Reproduce the lines of the material below, starting at the line that contains "detect blue notebook." and ending at the line that contains "left=315, top=297, right=415, bottom=322", with both of those lines included.
########
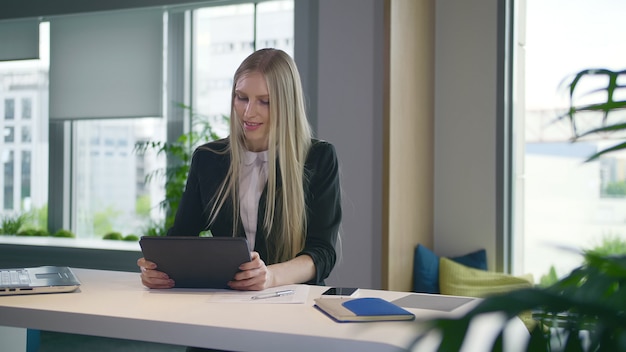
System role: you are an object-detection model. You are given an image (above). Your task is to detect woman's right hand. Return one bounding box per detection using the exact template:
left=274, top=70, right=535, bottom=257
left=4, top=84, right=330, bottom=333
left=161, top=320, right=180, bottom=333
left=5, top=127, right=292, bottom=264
left=137, top=258, right=174, bottom=288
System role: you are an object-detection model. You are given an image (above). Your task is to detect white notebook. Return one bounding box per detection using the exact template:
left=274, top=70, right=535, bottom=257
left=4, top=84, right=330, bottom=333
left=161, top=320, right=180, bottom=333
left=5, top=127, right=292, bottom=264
left=0, top=266, right=80, bottom=296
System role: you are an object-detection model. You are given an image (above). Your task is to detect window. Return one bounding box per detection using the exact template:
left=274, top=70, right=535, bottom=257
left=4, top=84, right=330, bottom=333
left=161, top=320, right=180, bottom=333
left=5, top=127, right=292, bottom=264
left=4, top=126, right=15, bottom=143
left=0, top=23, right=49, bottom=219
left=20, top=150, right=32, bottom=205
left=4, top=99, right=15, bottom=120
left=193, top=0, right=293, bottom=136
left=73, top=118, right=165, bottom=238
left=0, top=0, right=293, bottom=238
left=2, top=150, right=15, bottom=210
left=513, top=0, right=626, bottom=281
left=22, top=98, right=33, bottom=120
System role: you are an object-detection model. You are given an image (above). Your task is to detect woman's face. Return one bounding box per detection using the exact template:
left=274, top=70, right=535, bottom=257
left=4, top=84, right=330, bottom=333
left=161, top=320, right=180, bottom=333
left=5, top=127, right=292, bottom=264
left=234, top=72, right=270, bottom=152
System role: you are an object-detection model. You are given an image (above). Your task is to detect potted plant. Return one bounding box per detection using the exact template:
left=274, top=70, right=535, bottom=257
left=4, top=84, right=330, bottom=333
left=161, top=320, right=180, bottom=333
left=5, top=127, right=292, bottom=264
left=415, top=69, right=626, bottom=351
left=135, top=104, right=228, bottom=236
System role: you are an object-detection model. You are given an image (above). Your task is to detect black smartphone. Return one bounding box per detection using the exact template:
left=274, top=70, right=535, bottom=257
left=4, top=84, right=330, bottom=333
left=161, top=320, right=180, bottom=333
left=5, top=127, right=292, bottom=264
left=322, top=287, right=358, bottom=297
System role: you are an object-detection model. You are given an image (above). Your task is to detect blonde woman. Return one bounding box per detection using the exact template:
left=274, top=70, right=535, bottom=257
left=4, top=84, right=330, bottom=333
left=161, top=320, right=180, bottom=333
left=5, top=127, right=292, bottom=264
left=137, top=49, right=342, bottom=290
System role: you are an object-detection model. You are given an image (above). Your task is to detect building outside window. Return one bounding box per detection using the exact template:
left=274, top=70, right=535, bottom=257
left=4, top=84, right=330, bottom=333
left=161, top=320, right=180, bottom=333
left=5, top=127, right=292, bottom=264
left=0, top=0, right=293, bottom=239
left=513, top=0, right=626, bottom=282
left=4, top=98, right=15, bottom=120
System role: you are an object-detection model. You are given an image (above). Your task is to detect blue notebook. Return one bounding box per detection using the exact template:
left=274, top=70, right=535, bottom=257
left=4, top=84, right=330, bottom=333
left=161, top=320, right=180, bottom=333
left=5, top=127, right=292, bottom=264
left=315, top=297, right=415, bottom=322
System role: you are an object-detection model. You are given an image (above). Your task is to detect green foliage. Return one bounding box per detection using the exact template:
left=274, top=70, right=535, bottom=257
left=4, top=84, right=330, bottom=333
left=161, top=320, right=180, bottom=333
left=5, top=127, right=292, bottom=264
left=23, top=204, right=48, bottom=229
left=143, top=224, right=167, bottom=236
left=102, top=232, right=124, bottom=241
left=52, top=229, right=76, bottom=238
left=590, top=235, right=626, bottom=256
left=123, top=234, right=139, bottom=242
left=539, top=265, right=559, bottom=287
left=415, top=251, right=626, bottom=351
left=0, top=214, right=29, bottom=235
left=135, top=104, right=228, bottom=236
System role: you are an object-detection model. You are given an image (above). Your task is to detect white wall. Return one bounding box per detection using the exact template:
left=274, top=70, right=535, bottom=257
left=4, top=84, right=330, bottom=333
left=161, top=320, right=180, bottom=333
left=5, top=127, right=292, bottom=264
left=434, top=0, right=499, bottom=269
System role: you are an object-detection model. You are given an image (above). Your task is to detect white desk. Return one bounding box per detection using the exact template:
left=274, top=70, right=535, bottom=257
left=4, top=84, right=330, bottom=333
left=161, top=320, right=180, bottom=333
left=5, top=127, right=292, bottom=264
left=0, top=269, right=523, bottom=352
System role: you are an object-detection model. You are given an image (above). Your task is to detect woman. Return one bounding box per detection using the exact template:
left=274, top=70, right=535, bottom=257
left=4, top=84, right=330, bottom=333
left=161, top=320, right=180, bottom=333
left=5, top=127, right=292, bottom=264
left=137, top=49, right=342, bottom=290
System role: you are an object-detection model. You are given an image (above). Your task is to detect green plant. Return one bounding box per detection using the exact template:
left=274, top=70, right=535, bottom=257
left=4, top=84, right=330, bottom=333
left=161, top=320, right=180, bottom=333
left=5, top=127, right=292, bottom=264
left=415, top=251, right=626, bottom=351
left=102, top=232, right=124, bottom=241
left=135, top=104, right=229, bottom=236
left=559, top=69, right=626, bottom=161
left=52, top=229, right=76, bottom=238
left=416, top=69, right=626, bottom=351
left=0, top=213, right=29, bottom=235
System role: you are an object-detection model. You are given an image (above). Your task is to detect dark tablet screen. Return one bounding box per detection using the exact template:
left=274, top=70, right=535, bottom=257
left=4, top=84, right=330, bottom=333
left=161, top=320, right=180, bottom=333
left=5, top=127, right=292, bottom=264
left=139, top=236, right=250, bottom=288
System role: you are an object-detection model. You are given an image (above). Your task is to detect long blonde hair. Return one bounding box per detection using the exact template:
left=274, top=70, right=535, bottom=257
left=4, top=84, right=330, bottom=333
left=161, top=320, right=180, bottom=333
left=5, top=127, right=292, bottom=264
left=210, top=49, right=312, bottom=264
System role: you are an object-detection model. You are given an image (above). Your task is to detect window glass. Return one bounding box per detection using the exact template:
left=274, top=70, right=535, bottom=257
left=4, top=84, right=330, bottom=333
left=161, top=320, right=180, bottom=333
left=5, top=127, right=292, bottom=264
left=513, top=0, right=626, bottom=283
left=193, top=0, right=293, bottom=136
left=4, top=126, right=15, bottom=143
left=0, top=22, right=49, bottom=223
left=73, top=118, right=165, bottom=238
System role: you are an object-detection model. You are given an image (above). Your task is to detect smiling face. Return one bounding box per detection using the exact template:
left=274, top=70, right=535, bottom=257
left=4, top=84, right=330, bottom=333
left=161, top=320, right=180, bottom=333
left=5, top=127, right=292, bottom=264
left=233, top=72, right=270, bottom=152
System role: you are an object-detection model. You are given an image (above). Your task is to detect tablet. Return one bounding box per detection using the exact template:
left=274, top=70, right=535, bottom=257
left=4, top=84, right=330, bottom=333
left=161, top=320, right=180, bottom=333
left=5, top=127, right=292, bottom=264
left=139, top=236, right=250, bottom=288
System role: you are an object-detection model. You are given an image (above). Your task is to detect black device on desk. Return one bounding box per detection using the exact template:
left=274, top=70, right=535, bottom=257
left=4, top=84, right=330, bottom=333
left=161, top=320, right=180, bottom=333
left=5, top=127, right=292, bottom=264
left=139, top=236, right=250, bottom=288
left=322, top=287, right=359, bottom=297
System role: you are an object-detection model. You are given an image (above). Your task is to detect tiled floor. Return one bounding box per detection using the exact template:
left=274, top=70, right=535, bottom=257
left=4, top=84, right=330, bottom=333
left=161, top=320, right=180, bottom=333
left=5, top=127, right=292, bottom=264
left=39, top=331, right=185, bottom=352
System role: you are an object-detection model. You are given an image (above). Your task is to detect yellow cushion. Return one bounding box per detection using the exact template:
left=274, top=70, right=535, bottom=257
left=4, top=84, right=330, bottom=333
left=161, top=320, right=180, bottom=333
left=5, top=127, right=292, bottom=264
left=439, top=257, right=533, bottom=298
left=439, top=258, right=536, bottom=331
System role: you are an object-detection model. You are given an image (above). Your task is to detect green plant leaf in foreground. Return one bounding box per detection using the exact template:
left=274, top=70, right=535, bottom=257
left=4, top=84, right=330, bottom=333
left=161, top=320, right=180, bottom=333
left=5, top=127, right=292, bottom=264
left=415, top=252, right=626, bottom=351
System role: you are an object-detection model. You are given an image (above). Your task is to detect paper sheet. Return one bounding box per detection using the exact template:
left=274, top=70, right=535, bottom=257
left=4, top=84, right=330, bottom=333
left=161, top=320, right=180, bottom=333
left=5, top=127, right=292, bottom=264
left=208, top=285, right=309, bottom=304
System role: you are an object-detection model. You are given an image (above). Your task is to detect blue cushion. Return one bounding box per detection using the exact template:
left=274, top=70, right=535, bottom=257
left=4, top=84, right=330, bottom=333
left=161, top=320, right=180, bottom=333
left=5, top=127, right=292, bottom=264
left=413, top=244, right=487, bottom=293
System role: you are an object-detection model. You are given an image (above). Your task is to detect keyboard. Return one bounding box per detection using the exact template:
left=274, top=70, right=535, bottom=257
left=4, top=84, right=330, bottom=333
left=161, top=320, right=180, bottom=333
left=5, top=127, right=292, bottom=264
left=0, top=270, right=30, bottom=286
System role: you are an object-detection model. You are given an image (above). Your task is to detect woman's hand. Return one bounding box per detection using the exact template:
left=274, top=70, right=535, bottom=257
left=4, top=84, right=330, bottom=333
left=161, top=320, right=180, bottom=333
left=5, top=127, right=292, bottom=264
left=137, top=258, right=174, bottom=288
left=228, top=252, right=273, bottom=291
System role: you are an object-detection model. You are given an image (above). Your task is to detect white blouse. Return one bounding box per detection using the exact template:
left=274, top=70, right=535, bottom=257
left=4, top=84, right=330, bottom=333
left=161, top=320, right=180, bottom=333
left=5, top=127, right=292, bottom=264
left=239, top=151, right=267, bottom=251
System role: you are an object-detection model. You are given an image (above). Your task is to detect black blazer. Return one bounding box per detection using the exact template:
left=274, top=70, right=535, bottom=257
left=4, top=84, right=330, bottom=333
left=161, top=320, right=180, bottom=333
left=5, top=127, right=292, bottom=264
left=168, top=138, right=342, bottom=284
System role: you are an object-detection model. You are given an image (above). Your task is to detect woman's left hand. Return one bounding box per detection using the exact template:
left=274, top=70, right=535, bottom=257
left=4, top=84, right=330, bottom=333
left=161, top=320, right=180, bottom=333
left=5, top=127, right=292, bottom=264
left=228, top=252, right=272, bottom=291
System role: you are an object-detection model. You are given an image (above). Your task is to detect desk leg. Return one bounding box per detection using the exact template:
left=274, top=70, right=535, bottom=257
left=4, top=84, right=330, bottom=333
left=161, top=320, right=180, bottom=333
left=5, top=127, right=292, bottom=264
left=0, top=326, right=39, bottom=352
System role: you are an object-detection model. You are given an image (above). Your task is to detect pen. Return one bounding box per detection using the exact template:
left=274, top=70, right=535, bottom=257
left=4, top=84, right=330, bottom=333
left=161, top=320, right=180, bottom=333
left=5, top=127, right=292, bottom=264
left=252, top=290, right=293, bottom=299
########
• RESULT:
System role: you are an object-detection model. You are given an image (above). Your task is to detect blue notebook. Return one bounding box per detection using the exact template:
left=274, top=70, right=535, bottom=257
left=4, top=84, right=330, bottom=333
left=161, top=320, right=180, bottom=333
left=5, top=127, right=292, bottom=264
left=315, top=297, right=415, bottom=322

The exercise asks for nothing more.